▶ [AVAILABLE RECORDS]:

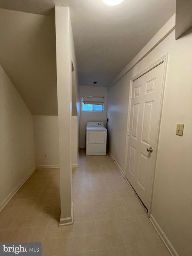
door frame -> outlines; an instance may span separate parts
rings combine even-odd
[[[142,71],[141,71],[141,72],[139,72],[139,73],[137,74],[136,76],[134,76],[130,80],[130,89],[129,89],[129,102],[128,106],[128,114],[127,114],[127,132],[126,132],[126,135],[125,163],[124,163],[124,178],[128,181],[129,183],[129,182],[128,182],[128,180],[126,178],[126,172],[127,171],[127,167],[128,166],[128,145],[129,143],[129,135],[130,134],[130,117],[131,117],[131,104],[132,104],[132,88],[133,82],[134,81],[135,81],[138,78],[139,78],[142,76],[143,76],[143,75],[144,75],[145,74],[147,73],[149,71],[150,71],[151,70],[153,69],[154,68],[156,68],[157,66],[159,66],[159,65],[160,65],[160,64],[163,63],[163,74],[162,90],[161,92],[161,95],[160,112],[159,116],[158,117],[159,121],[158,122],[157,135],[155,144],[154,145],[154,161],[153,163],[152,176],[151,177],[151,178],[152,178],[152,180],[151,180],[152,182],[151,182],[151,186],[150,188],[150,203],[149,204],[149,208],[148,209],[148,211],[147,212],[147,214],[148,215],[149,217],[150,216],[150,214],[151,212],[151,207],[152,207],[152,204],[153,188],[154,186],[154,177],[155,177],[155,170],[156,168],[157,157],[158,155],[158,145],[159,140],[159,134],[160,134],[160,125],[161,125],[161,119],[162,117],[163,101],[164,101],[164,92],[165,92],[165,84],[166,84],[166,75],[167,73],[168,57],[168,53],[167,52],[166,54],[163,55],[161,58],[160,58],[159,59],[157,60],[156,61],[153,62],[152,64],[151,64],[151,65],[149,66],[148,67],[147,67],[146,68],[145,68],[145,69],[144,69]],[[134,192],[135,193],[135,192]],[[137,197],[138,197],[138,196],[137,196]],[[140,200],[139,198],[139,199]]]

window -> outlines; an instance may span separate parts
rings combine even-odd
[[[82,111],[104,111],[104,97],[83,96],[82,97]]]

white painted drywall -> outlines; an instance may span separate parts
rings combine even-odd
[[[119,122],[127,118],[125,109],[130,80],[169,52],[152,214],[180,256],[192,253],[192,30],[177,40],[174,30],[112,87],[108,94],[110,150],[123,166],[121,156],[124,155],[125,147],[120,146],[116,138],[126,140],[125,123],[120,133],[118,128]],[[122,104],[114,103],[121,90],[123,91],[119,100]],[[117,110],[122,113],[121,119]],[[177,123],[184,124],[182,137],[176,135]]]
[[[107,121],[107,91],[106,87],[102,86],[79,86],[80,102],[80,126],[79,135],[80,148],[85,148],[86,145],[86,122],[104,122],[104,125]],[[104,111],[89,112],[82,111],[82,96],[104,97]]]
[[[78,88],[69,8],[56,7],[55,18],[61,199],[60,224],[64,224],[71,223],[73,220],[71,196],[72,63],[77,95]],[[77,102],[77,112],[79,112],[78,102]]]
[[[78,167],[78,123],[77,116],[72,116],[71,119],[71,164]]]
[[[33,118],[36,166],[58,166],[58,116],[33,116]]]
[[[0,63],[21,97],[33,115],[57,115],[54,17],[0,9]]]
[[[32,115],[0,65],[0,210],[35,167]]]

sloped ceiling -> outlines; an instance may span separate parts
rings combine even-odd
[[[54,17],[1,9],[0,24],[0,64],[32,114],[57,115]]]
[[[56,115],[55,6],[70,7],[80,84],[107,86],[173,15],[175,4],[0,0],[0,64],[33,114]]]

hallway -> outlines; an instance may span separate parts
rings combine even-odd
[[[59,172],[36,170],[0,213],[1,242],[42,242],[45,256],[168,256],[108,155],[80,151],[74,224],[58,227]]]

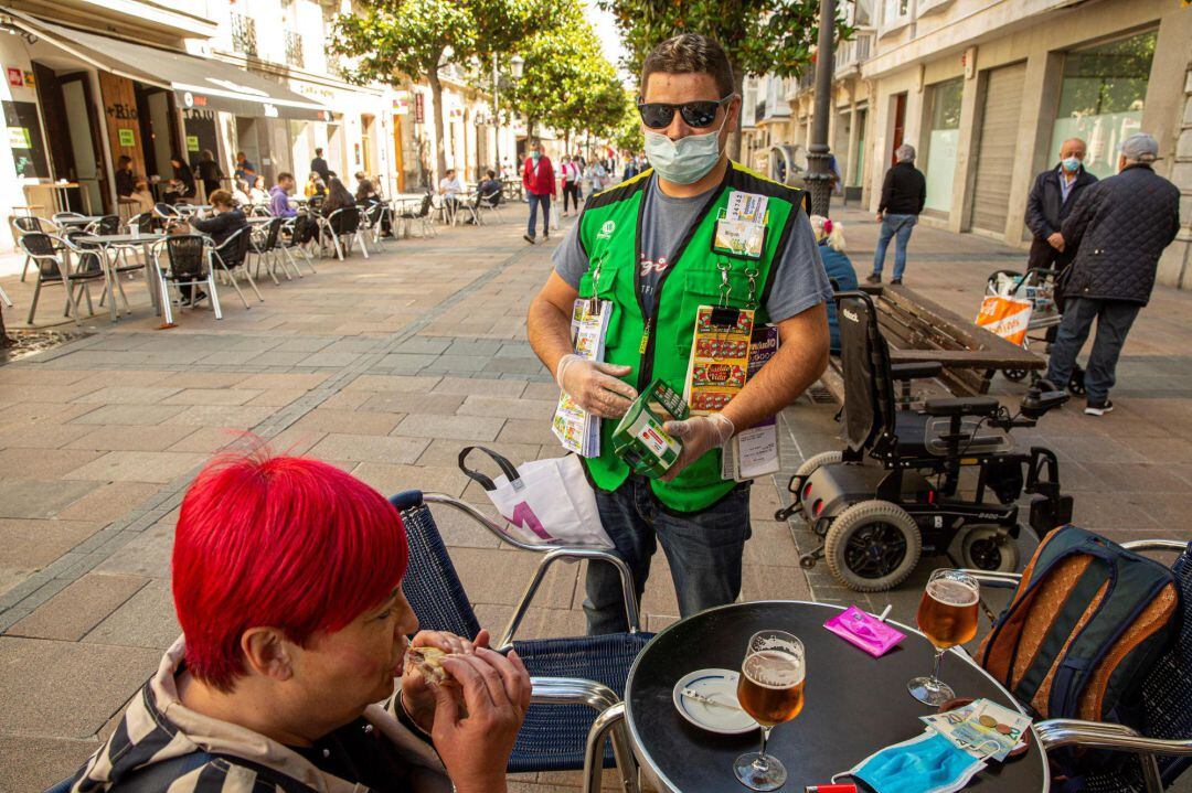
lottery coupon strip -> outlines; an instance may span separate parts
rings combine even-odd
[[[589,361],[604,358],[604,331],[613,313],[611,302],[601,300],[576,300],[571,314],[571,331],[576,355]],[[600,418],[579,407],[566,392],[559,393],[559,406],[554,410],[551,430],[564,448],[581,457],[600,456]]]

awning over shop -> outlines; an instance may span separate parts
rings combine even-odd
[[[231,63],[63,27],[6,8],[0,12],[99,69],[173,90],[186,108],[311,121],[331,118],[318,102]]]

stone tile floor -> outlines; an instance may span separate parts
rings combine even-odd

▶ [PROBLEM TO WORK ON]:
Convert all of the data above into a Markdown table with an Index column for the row number and a Text column for the line. Skip blank lines and leave the picture lines out.

▶ [REPLY TO THE EXERCISE]:
| Index | Text |
|---|---|
| 1 | door frame -> outlines; an instance may span separate parts |
| 2 | rings combine even-odd |
| 3 | [[[142,71],[141,71],[141,72],[139,72],[139,73],[137,74],[136,76],[134,76],[130,80],[130,89],[129,89],[129,102],[128,106],[128,114],[127,114],[127,132],[126,132],[126,135],[125,163],[124,163],[124,178],[128,181],[129,183],[129,182],[128,182],[128,180],[126,178],[126,172],[127,171],[127,167],[128,166],[128,145],[129,143],[129,135],[130,134],[130,117],[131,117],[131,104],[132,104],[132,88],[133,82],[134,81],[135,81],[138,78],[139,78],[142,76],[143,76],[143,75],[144,75],[145,74],[147,73],[149,71],[150,71],[151,70],[153,69],[154,68],[156,68],[157,66],[159,66],[159,65],[160,65],[160,64],[163,63],[163,74],[162,90],[161,92],[161,95],[160,112],[159,116],[158,117],[159,121],[158,122],[157,135],[155,144],[154,145],[154,161],[153,163],[152,176],[151,177],[151,178],[152,178],[152,180],[151,180],[152,182],[151,182],[151,186],[150,188],[150,203],[149,204],[149,208],[148,209],[148,211],[147,212],[147,214],[148,215],[149,217],[150,216],[150,214],[151,212],[151,207],[152,207],[152,204],[153,188],[154,186],[154,177],[155,177],[155,170],[156,168],[157,157],[158,155],[158,145],[159,140],[159,134],[160,134],[160,125],[161,125],[161,119],[162,117],[163,101],[164,101],[164,92],[165,92],[165,84],[166,84],[166,75],[167,73],[168,57],[168,53],[167,52],[166,54],[163,55],[161,58],[160,58],[159,59],[157,60],[156,61],[153,62],[152,64],[151,64],[151,65],[149,66],[148,67],[147,67],[146,68],[145,68],[145,69],[144,69]],[[134,192],[135,193],[135,192]],[[137,197],[138,197],[138,196],[137,196]],[[140,200],[139,198],[139,199]]] |
| 4 | window -> outlines; an instance may span separate parts |
| 5 | rings combine even-odd |
| 6 | [[[82,111],[104,111],[104,97],[83,96],[82,97]]] |
| 7 | white painted drywall -> outlines; an instance may span separate parts |
| 8 | rings combine even-odd |
| 9 | [[[119,122],[127,118],[125,109],[130,80],[169,52],[152,214],[180,256],[192,253],[192,30],[177,40],[174,30],[112,87],[108,94],[110,150],[123,166],[121,156],[124,155],[125,147],[120,146],[116,138],[126,140],[125,123],[120,133],[118,128]],[[122,104],[114,103],[121,90],[123,91],[119,100]],[[117,110],[122,113],[121,119]],[[177,123],[184,124],[182,137],[176,135]]] |
| 10 | [[[107,121],[107,91],[106,87],[102,86],[79,86],[80,102],[80,126],[79,135],[80,148],[85,148],[86,145],[86,122],[104,122],[104,125]],[[104,111],[89,112],[82,111],[82,96],[104,97]]] |
| 11 | [[[78,88],[69,8],[56,7],[55,18],[61,199],[60,224],[64,224],[71,223],[73,220],[71,196],[72,63],[77,95]],[[77,102],[77,112],[79,112],[78,102]]] |
| 12 | [[[78,167],[78,123],[77,116],[72,116],[71,119],[71,164]]] |
| 13 | [[[33,118],[36,166],[58,166],[58,116],[33,116]]] |
| 14 | [[[0,63],[21,97],[33,115],[57,115],[54,17],[0,9]]] |
| 15 | [[[32,115],[0,65],[0,210],[35,167]]] |
| 16 | sloped ceiling -> outlines; an instance may span separate parts |
| 17 | rings combine even-odd |
| 18 | [[[54,17],[1,9],[0,24],[0,64],[32,114],[57,115]]] |
| 19 | [[[56,115],[55,6],[70,7],[80,84],[107,86],[173,15],[175,4],[0,0],[0,64],[33,114]]] |
| 20 | hallway -> outlines; an instance may span separate parts |
| 21 | rings combine even-odd |
| 22 | [[[59,172],[36,170],[0,213],[1,242],[42,242],[45,256],[168,256],[108,155],[80,151],[74,224],[58,227]]] |
| 23 | lottery coupon strip -> outlines; an instance may span separate parts |
| 24 | rings combine even-odd |
| 25 | [[[589,361],[604,358],[604,331],[613,313],[611,302],[601,300],[576,300],[571,314],[571,331],[576,355]],[[600,418],[579,407],[566,392],[559,393],[559,406],[554,410],[551,430],[564,448],[581,457],[600,456]]] |
| 26 | awning over shop -> outlines; an instance may span separate parts |
| 27 | rings combine even-odd |
| 28 | [[[231,63],[63,27],[6,8],[0,12],[99,69],[173,90],[186,108],[311,121],[331,118],[318,102]]] |
| 29 | stone tile floor -> outlines; an instance may span separate parts |
| 30 | rings combine even-odd |